- **TESTO DI LETTURA**:
Ci sono dischi che ti cambiano la vita. E qualche volta persino delle persone. A me, pochi giorni fa è successo con un libro (un evento ciclico che si ripete ogni otto anni circa). Ma questa volta il solco è più profondo. Quando ho finito di leggere "Bilal", il capolavoro di Fabrizio Gatti, inviato dell'Espresso che chiamare collega solo in virtù di questo stupido tesserino che ci accomuna mi pare una bestemmia, ho capito che non sarei stato più lo stesso. E lo sto sperimentando ogni giorno sulla mia pelle. Non si esce vivi da una lettura come questa e, fuori da ogni retorica, si cominciano a guardare (tutte) le altre persone in maniera molto diversa. La storia raccontata da Gatti (anzi l'inchiesta, perché nulla in queste 500 pagine è inventato) è un colpo al cuore e al cervello. Si parte con il viaggio lungo il deserto che gli immigrati africani affrontano per andare in Libia (e quello che sta succedendo ora c'entra eccome con queste vicende), poi si prosegue con l'esperienza diretta nel Centro (all'epoca Cpt oggi Cie) di Lampedusa, dove Gatti si è infiltrato facendosi passare per un profugo iracheno ripescato in mare, e poi il lavoro nell'edilizia e nelle piantagioni di pomodori del Sud, fra l'arroganza dei padroni italiani e la violenza dei caporali di ogni sorta di nazionalità. Storie che si intrecciano, vite che finiscono (non sempre con la morte) e soprattutto il significato di cosa voglia dire oggi la parola immigrazione. "Bilal" dovrebbe essere un libro obbligatorio per gli studenti delle medie e delle superiori. Alla stregua di "Se questo è un uomo". Perché qui c'è dentro il genocidio di generazioni, perpetrato per il denaro e il benessere di una piccola parte di mondo che ci ostiniamo a chiamare occidentale, anche se come, dice Andrea Pomini "il Patto di Varsavia non esiste più dal 1991, il Mali è più a Ovest dell'Italia e in ogni caso la Terra è rotonda e visti dalla Cina gli Stati Uniti sono oriente". Leggetelo. Regalatelo. Fatene tesoro.

- **ESTRATTI DI DATI**:

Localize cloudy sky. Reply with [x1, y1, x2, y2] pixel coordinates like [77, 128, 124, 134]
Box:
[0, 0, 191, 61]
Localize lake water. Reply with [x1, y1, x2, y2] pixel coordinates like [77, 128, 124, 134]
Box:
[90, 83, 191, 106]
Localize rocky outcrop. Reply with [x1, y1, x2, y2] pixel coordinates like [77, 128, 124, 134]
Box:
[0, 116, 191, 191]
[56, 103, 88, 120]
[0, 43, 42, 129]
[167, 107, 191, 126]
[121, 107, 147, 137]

- **CONSEGNA**: Elenca, per favore, tutti i Paesi citati per nome nel testo di lettura, nell'ordine in cui compaiono.

- **RISULTATO**: Libia, Mali, Italia, Cina, Stati Uniti